Tujuan Tugas A ▸
Jawablah pertanyaan berikut berdasarkan teks tentang kondisi geologi DAS Kelara di bawah.
(i) Menurut peta geologi lembar Ujung Pandang, ada berapa jenis formasi batuan yang menyusun DAS Kelara?
(ii) Kaki gunung apa yang terletak di bagian utara DAS dan menjadi hulu sungai Kelara?
(iii) Di kecamatan mana bahaya longsor ditemukan di Kabupaten Jeneponto?

Teks Bacaan ▸
☆ ☆ ☆ ☆ ☆

Monday, April 16, 2012

Kondisi Geologi DAS Kelara, Kab. Jeneponto

Berbicara tentang geologi tidak terlepas dari masalah keadaan tanah dan batuan. Tanah merupakan bahan hasil pelapukan batuan. Karakteristik tanah dan sebaran jenisnya dalam DAS sangat menentukan besarnya infiltrasi limpasan permukaan (overland flow) dan aliran bawah permukaan (subsurface flow).
Jenis tanah yang dominan di kabupaten ini adalah Alluvial, Gromosal, Mediteren, Lotosal, Andosil dan Regonal. Sesuai dengan kondisi iklim, topografi dan jenis tanah tersebut, Kabupaten Jeneponto memproduksi padi di areal persawahan (tadah hujan) dan tegalan atau ladang. Beberapa tanaman palawija yang dihasilkan di tanah tegalan antara lain seperti Jagung, Ubi Jalar, Ubi Kayu (singkong), Kacang Tanah, Kacang Kedele, dan Kacang Hijau.
Berdasarkan peta geologi lembar ujung Pandang (Rab Sukamto, 1982) maka batuan penyusun DAS Kelara terdapat enam jenis formasi batuan. Di bagian utara DAS terdiri dari batuan basal dan batuan vulkanik tersier. Daerah ini adalah kaki gunung Lompobattang yang merupakan hulu sungai Kelara. Di bagian tengah DAS didominasi oleh batuan gunung api Baturape-Cindak dan formasi batuan Salokalupang. Batuan Vulkanik yang berumur kuarter dan batuan sedimen yang juga berumur kuarter tersebar di bagian tengah dan di sebelah selatan DAS yang merupakan daerah hilir sungai.
Badan Pengendalian Dampak Lingkungan (Bapedalda) Pemprov, telah menetapkan lima kabupaten yang dua diantaranya masuk dalam wilayah DAS Kelara yakni Kabupaten Jeneponto dan Bantaeng masih rawan longsor. Kabupaten Jeneponto bahaya longsor ditemukan pada kecamatan Kelara. Terkait masalah longsor, ada beberapa yang harus diwaspadai di dua kabupaten tersebut, antara lain, gerakan tanah, batuan, curah hujan, kelerengan, tutupan lahan,dan patahan (Amriani,2008).

☆ ☆ ☆ ☆ ☆

Tujuan Tugas B ▸
Sebutkan jumlah baris data di bawah yang memuat kata "candle". Huruf besar dan kecil dibedakan, dan jawaban hanya berupa angka.

☆ ☆ ☆ ☆ ☆

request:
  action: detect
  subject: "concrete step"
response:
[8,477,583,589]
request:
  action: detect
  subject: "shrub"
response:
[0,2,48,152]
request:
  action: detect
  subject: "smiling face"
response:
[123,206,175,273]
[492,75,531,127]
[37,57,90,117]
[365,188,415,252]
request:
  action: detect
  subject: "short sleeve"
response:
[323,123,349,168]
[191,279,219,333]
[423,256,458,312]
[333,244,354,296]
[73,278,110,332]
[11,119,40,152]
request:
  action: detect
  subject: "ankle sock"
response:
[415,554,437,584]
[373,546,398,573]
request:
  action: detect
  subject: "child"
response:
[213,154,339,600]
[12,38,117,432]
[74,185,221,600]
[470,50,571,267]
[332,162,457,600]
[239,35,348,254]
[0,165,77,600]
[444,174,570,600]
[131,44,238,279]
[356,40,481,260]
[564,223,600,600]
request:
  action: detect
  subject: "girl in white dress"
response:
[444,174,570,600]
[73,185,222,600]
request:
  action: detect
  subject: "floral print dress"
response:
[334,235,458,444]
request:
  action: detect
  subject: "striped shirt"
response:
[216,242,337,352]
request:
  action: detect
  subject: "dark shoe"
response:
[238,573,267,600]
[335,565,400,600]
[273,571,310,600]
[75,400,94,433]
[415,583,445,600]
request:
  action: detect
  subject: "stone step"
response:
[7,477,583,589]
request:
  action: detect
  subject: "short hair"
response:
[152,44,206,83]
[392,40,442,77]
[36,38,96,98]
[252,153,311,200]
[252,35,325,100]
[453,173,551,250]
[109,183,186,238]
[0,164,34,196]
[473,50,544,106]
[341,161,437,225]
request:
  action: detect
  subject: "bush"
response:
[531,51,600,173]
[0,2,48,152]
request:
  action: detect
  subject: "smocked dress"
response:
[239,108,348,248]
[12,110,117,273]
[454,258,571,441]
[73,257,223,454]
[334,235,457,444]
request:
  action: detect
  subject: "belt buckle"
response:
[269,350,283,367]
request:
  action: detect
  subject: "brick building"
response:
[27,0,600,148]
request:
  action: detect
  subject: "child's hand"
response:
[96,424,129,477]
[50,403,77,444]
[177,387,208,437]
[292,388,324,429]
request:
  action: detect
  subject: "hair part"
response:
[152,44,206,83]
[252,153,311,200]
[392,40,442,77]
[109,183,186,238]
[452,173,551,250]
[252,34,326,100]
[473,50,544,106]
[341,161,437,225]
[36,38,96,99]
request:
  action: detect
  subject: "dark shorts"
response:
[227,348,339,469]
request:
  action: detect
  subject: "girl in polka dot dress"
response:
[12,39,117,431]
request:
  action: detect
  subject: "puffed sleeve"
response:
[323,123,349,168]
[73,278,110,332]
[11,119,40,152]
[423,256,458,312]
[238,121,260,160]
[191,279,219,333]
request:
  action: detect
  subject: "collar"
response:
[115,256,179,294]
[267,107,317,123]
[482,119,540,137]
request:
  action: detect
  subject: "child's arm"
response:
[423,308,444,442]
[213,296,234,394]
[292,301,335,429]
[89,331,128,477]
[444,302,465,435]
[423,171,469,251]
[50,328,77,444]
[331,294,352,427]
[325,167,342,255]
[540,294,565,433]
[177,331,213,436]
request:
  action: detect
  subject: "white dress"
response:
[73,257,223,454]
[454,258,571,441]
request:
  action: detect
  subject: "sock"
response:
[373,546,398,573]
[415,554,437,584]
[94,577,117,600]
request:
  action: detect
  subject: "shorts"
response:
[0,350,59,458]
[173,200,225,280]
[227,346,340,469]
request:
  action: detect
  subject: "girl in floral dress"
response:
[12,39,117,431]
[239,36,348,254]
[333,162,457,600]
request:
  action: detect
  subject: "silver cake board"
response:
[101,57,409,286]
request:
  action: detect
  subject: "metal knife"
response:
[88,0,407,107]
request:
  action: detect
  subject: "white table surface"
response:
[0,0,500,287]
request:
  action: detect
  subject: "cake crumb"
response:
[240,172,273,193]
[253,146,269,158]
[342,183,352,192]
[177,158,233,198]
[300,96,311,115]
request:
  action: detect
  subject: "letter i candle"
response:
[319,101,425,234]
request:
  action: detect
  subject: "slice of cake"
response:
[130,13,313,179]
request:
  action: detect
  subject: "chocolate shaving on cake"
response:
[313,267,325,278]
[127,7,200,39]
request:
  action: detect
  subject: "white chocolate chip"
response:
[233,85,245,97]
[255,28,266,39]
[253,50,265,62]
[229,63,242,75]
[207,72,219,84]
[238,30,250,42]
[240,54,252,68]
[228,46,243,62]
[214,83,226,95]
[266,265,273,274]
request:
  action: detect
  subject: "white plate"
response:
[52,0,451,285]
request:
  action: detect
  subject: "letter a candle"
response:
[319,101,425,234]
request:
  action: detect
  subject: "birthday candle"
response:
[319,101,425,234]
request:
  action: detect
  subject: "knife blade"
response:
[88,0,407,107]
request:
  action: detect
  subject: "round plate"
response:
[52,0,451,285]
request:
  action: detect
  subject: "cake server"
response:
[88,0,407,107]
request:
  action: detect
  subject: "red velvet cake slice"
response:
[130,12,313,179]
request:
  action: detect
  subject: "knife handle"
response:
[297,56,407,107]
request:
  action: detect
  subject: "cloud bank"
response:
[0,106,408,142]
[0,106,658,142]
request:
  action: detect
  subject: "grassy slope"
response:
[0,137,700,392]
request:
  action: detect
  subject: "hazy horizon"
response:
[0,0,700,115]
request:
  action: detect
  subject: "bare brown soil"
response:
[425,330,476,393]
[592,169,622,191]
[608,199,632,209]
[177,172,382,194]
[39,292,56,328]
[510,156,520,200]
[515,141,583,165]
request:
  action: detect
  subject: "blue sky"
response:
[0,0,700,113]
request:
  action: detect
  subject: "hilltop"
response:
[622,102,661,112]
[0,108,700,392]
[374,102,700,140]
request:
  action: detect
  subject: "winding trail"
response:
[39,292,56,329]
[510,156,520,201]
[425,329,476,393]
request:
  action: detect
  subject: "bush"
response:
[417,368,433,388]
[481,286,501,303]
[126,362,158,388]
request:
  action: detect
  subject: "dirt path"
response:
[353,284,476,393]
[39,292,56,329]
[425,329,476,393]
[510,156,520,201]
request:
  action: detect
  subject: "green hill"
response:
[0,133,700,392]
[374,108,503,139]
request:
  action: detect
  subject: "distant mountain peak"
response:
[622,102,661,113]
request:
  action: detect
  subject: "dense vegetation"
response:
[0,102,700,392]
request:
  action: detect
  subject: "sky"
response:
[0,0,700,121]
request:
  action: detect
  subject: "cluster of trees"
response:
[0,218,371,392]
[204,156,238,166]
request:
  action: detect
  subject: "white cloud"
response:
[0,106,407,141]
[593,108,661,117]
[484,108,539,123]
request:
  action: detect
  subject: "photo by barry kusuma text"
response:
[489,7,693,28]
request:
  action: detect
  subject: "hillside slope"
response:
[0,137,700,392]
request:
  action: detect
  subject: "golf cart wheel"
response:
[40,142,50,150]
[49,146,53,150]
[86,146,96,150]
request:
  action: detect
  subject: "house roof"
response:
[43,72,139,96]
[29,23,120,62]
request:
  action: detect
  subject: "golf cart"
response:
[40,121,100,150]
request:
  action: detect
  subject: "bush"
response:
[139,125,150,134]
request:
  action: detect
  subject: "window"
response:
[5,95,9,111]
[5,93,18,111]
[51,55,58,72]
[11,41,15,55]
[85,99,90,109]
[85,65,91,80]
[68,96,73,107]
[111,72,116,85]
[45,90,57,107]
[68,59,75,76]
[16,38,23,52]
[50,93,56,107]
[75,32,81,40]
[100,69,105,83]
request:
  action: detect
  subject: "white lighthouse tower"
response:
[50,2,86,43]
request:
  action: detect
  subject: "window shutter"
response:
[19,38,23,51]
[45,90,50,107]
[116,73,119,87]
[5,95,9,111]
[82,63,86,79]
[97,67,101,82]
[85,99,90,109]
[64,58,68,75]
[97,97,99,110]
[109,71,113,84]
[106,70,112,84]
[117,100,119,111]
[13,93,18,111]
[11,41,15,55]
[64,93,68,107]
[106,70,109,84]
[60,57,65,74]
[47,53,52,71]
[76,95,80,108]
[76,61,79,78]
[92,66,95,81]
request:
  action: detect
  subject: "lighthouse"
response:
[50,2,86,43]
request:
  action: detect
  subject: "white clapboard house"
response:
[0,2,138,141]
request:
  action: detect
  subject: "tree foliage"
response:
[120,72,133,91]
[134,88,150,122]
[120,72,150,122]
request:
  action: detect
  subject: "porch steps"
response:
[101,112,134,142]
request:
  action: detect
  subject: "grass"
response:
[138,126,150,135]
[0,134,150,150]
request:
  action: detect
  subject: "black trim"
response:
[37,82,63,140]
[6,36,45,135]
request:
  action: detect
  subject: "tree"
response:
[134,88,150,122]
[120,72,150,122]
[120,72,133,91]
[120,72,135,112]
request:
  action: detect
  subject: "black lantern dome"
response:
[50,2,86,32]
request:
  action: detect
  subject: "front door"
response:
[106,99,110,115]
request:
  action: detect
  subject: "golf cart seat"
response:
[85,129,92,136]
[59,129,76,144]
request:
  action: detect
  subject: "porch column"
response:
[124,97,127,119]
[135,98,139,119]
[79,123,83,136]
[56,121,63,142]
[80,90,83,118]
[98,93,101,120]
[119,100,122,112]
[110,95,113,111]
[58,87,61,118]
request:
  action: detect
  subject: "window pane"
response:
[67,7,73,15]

☆ ☆ ☆ ☆ ☆

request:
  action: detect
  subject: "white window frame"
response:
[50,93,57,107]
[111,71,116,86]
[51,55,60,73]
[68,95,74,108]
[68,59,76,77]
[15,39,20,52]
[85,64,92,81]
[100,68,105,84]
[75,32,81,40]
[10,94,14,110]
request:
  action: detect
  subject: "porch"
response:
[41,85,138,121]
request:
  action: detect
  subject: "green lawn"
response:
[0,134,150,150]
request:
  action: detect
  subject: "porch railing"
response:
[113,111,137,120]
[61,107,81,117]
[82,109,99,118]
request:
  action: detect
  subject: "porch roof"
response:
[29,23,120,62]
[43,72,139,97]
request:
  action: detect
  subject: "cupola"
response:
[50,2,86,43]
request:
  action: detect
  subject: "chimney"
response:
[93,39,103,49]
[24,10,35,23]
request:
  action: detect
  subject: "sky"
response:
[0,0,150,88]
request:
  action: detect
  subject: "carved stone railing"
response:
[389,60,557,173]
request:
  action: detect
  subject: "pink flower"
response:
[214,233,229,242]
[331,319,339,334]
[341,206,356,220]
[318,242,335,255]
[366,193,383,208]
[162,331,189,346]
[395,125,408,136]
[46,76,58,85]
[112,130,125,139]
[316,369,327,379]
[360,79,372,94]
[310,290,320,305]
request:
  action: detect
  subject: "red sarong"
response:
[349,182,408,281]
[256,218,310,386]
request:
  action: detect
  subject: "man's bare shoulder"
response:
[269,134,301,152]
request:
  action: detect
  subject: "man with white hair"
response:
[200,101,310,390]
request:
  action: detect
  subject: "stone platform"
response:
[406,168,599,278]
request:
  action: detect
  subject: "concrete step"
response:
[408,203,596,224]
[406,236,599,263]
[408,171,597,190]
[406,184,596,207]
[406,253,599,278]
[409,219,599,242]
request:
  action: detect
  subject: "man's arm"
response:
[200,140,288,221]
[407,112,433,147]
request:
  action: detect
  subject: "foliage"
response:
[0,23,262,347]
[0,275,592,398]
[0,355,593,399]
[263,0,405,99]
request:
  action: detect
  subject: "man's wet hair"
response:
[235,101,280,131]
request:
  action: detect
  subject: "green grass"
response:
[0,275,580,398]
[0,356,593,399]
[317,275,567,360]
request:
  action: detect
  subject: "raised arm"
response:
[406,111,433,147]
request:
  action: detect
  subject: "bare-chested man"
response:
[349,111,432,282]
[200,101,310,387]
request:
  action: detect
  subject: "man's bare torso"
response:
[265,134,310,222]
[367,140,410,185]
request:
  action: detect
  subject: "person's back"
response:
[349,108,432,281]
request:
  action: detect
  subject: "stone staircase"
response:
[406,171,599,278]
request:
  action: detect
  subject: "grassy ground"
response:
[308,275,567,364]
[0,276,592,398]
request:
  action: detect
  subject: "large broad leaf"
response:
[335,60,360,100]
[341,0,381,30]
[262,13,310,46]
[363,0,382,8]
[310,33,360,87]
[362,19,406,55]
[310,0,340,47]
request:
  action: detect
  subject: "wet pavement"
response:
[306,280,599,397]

☆ ☆ ☆ ☆ ☆

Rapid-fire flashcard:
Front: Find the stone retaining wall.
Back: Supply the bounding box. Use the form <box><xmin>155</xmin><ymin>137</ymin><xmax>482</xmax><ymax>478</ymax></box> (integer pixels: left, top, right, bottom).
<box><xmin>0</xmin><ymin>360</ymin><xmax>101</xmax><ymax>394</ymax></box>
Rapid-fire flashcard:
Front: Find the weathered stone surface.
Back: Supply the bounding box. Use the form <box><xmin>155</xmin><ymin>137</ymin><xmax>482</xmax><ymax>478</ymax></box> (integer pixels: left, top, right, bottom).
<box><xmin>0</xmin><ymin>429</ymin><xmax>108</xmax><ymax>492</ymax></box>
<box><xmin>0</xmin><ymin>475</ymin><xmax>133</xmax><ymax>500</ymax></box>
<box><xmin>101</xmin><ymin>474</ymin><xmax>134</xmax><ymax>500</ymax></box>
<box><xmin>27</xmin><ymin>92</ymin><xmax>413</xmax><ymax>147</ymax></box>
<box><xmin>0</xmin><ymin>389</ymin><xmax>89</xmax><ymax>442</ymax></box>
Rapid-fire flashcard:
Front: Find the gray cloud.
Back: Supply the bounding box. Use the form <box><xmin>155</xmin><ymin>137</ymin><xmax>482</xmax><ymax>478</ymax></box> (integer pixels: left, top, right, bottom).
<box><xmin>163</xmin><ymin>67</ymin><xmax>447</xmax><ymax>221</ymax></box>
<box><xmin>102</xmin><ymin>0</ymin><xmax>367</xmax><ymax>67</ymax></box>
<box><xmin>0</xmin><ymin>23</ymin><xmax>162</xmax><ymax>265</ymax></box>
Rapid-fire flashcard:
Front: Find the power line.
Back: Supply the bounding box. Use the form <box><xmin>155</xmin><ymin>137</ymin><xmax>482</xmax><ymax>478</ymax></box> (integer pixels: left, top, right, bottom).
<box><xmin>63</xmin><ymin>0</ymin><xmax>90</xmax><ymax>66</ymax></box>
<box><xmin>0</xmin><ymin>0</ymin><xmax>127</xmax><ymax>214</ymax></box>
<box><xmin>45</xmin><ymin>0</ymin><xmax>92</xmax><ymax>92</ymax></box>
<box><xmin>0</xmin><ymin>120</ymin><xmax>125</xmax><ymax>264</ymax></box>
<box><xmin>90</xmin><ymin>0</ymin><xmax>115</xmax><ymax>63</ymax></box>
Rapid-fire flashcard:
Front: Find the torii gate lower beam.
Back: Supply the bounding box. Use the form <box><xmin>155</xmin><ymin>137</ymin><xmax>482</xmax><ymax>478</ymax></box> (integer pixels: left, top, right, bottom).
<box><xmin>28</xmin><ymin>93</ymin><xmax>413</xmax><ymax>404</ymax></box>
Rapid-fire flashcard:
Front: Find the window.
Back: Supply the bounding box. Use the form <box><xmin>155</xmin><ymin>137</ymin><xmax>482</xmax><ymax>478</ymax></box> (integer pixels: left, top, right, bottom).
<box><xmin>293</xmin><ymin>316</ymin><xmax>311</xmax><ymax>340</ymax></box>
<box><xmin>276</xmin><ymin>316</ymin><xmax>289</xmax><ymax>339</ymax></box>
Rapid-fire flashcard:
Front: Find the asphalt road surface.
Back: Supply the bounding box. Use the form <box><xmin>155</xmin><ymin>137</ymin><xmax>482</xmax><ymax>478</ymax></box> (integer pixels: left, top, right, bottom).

☆ ☆ ☆ ☆ ☆

Jawaban Latihan A ▸
(i) Enam jenis formasi batuan.
(ii) Gunung Lompobattang.
(iii) Kecamatan Kelara.

Jawaban Latihan B ▸
3